> Supplied text:
• • • •

Consequently, accrued benefits do not include ancillary benefits not 
directly related to retirement benefits such as payment of medical 
expenses (or insurance premiums for such expenses), disability benefits

[[Page 596]]

not in excess of the qualified disability benefit (see section 411(a)(9) 
and paragraph (c)(3) of this section), life insurance benefits payable 
as a lump sum, incidental death benefits, current life insurance 
protection, or medical benefits described in section 401(h). For 
purposes of this paragraph a subsidized early retirement benefit which 
is provided by a plan is not taken into account, except to the extent of 
determining the normal retirement benefit under the plan (see section 
411(a)(9) and paragraph (c) of this section). The accrued benefit 
includes any optional settlement at normal retirement age under 
actuarial assumptions no less favorable than those which would be 
applied if the employee were terminating his employment at normal 
retirement age. The accrued benefit does not include any subsidized 
value in a joint and survivor annuity to the extent that the annual 
benefit of the joint and survivor annuity does not exceed the annual 
benefit of a single life annuity.

• • • •

> Things to do:
• 1. List every ancillary benefit that the passage on accrued benefits says is not included in accrued benefits.
• 2. Print the passage on accrued benefits word for word, beginning at the words "Consequently, accrued benefits" and stopping after "(see section 411(a)(9)".

• • • •

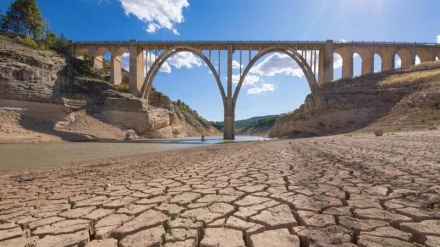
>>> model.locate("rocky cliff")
[269,62,440,137]
[0,33,219,140]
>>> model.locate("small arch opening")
[353,53,362,77]
[414,55,421,65]
[394,54,402,69]
[373,53,382,73]
[333,52,348,80]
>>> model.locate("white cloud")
[119,0,189,35]
[168,52,203,69]
[232,74,262,86]
[250,53,304,77]
[414,56,420,65]
[247,83,275,94]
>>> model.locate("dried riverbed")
[0,131,440,247]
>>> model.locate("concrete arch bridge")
[69,40,440,139]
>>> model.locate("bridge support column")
[381,52,395,72]
[128,40,144,97]
[318,40,335,85]
[110,55,122,85]
[223,45,235,140]
[93,56,104,69]
[361,53,374,75]
[342,53,353,79]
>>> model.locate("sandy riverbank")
[0,131,440,247]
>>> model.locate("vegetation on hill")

• • • •

> Numbered answers:
• 1.
- Payment of medical expenses (or insurance premiums for such expenses)
- Disability benefits not in excess of the qualified disability benefit
- Life insurance benefits payable as a lump sum
- Incidental death benefits
- Current life insurance protection
- Medical benefits described in section 401(h)

• 2.
Consequently, accrued benefits do not include ancillary benefits not 
directly related to retirement benefits such as payment of medical 
expenses (or insurance premiums for such expenses), disability benefits

[[Page 596]]

not in excess of the qualified disability benefit (see section 411(a)(9)